[EXERCISE OBJECTIVE] Reproduce the records below exactly as given.
+--
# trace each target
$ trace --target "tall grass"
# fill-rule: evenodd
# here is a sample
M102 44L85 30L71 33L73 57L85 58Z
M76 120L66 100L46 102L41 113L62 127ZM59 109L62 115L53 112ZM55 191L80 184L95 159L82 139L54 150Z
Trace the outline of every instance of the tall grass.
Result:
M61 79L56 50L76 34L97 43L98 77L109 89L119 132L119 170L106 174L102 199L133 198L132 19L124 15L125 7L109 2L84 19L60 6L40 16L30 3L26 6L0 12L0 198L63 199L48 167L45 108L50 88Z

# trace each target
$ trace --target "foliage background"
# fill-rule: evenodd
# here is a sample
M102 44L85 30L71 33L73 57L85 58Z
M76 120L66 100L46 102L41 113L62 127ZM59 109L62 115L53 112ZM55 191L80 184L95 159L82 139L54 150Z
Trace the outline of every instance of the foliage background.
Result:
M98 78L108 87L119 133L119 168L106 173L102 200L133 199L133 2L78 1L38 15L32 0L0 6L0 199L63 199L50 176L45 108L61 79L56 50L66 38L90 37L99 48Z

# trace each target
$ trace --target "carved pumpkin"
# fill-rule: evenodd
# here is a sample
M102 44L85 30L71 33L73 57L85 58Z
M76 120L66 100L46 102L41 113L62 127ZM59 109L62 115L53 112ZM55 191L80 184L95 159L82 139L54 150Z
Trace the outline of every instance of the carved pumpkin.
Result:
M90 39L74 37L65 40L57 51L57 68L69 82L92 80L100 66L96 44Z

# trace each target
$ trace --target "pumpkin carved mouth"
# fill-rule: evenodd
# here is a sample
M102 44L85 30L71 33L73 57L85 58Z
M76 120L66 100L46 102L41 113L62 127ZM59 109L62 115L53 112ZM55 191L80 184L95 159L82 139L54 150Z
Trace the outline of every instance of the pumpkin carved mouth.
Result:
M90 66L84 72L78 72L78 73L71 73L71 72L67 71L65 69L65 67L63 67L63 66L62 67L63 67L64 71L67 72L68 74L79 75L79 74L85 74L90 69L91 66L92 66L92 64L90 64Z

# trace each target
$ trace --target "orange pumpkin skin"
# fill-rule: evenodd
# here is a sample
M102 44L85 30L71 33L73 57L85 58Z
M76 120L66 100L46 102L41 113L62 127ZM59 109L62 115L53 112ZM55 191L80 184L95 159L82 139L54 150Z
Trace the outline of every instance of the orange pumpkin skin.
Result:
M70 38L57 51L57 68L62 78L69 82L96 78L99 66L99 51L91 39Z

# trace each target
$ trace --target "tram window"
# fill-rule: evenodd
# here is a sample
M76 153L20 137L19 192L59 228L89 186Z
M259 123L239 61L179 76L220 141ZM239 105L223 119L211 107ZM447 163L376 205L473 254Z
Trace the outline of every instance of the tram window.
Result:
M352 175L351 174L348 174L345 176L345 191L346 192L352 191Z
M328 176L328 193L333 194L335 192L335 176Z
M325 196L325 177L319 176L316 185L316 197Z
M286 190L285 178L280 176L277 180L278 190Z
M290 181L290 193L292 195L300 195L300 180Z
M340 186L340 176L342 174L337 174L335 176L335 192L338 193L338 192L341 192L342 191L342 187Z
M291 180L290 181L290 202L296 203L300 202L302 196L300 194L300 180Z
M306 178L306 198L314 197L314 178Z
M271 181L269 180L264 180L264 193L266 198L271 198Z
+--
[SOLUTION TO THE PROBLEM]
# trace each target
$ trace --target "tall grass"
# fill-rule: evenodd
# here is a sample
M102 44L85 30L71 33L73 57L85 58Z
M76 120L66 100L46 102L41 113L62 127ZM59 109L62 115L53 112ZM55 191L80 184L95 159L82 139L54 150Z
Trace the outline of every instance of the tall grass.
Result:
M61 79L56 50L76 34L97 43L98 77L109 89L119 132L119 170L106 174L102 199L133 198L132 19L124 15L125 7L109 2L84 19L60 6L40 16L30 3L26 6L0 12L0 198L63 199L48 167L45 108L50 88Z

# trace each target
$ trace --target "foliage background"
# fill-rule: evenodd
# here is a sample
M102 44L85 30L71 33L73 57L85 58Z
M76 120L66 100L46 102L41 113L62 127ZM59 109L62 115L53 112ZM55 191L80 184L95 159L82 139L54 150Z
Trace the outline of every instance of the foliage background.
Result:
M98 78L108 87L119 133L119 168L106 173L102 200L133 199L133 2L78 1L38 15L32 0L0 6L0 199L63 199L50 176L45 108L61 79L56 50L66 38L90 37L99 48Z

# trace each target
$ trace --target "carved pumpkin"
# fill-rule: evenodd
# here is a sample
M102 44L85 30L71 33L73 57L85 58Z
M76 120L66 100L46 102L41 113L62 127ZM59 109L62 115L53 112ZM55 191L80 184L95 159L82 139L54 150Z
Trace the outline of every instance of the carved pumpkin.
Result:
M90 39L74 37L65 40L57 51L57 68L69 82L92 80L100 66L96 44Z

# trace each target
$ trace --target "pumpkin carved mouth"
# fill-rule: evenodd
# here is a sample
M102 44L85 30L71 33L73 57L85 58Z
M76 120L66 100L46 102L41 113L62 127ZM59 109L62 115L53 112ZM55 191L80 184L95 159L82 139L54 150Z
Trace the outline of every instance of the pumpkin carved mouth.
Result:
M90 66L84 72L78 72L78 73L71 73L71 72L67 71L65 69L65 67L63 67L63 66L62 67L63 67L64 71L67 72L68 74L79 75L79 74L85 74L90 69L91 66L92 66L92 64L90 64Z

# trace each target
$ trace --target "orange pumpkin skin"
# fill-rule: evenodd
# here is a sample
M102 44L85 30L71 33L73 57L85 58Z
M76 120L66 100L46 102L41 113L62 127ZM59 109L62 115L53 112ZM55 191L80 184L95 159L82 139L54 150Z
Trace the outline of every instance of the orange pumpkin skin.
Result:
M70 38L57 51L57 68L62 78L69 82L96 78L99 66L99 51L91 39Z

# trace each target
$ trace --target "tram window"
# fill-rule: evenodd
# here is a sample
M76 153L20 137L19 192L59 228L89 186Z
M259 123L239 61L179 76L220 141ZM239 105L223 119L211 107ZM447 163L376 205L473 254Z
Trace the outline of every instance of the tram window.
Result:
M352 175L351 174L348 174L345 176L345 191L346 192L352 191Z
M328 176L328 193L333 194L335 192L335 176Z
M325 196L325 177L319 176L316 185L316 197Z
M286 190L285 178L280 176L277 180L278 190Z
M290 181L290 193L292 195L300 195L300 180Z
M340 186L340 176L342 174L337 174L335 176L335 192L338 193L338 192L341 192L342 191L342 187Z
M291 180L290 181L290 202L296 203L300 202L302 196L300 194L300 180Z
M306 178L306 198L314 197L314 178Z
M271 181L269 180L264 180L264 193L266 198L271 198Z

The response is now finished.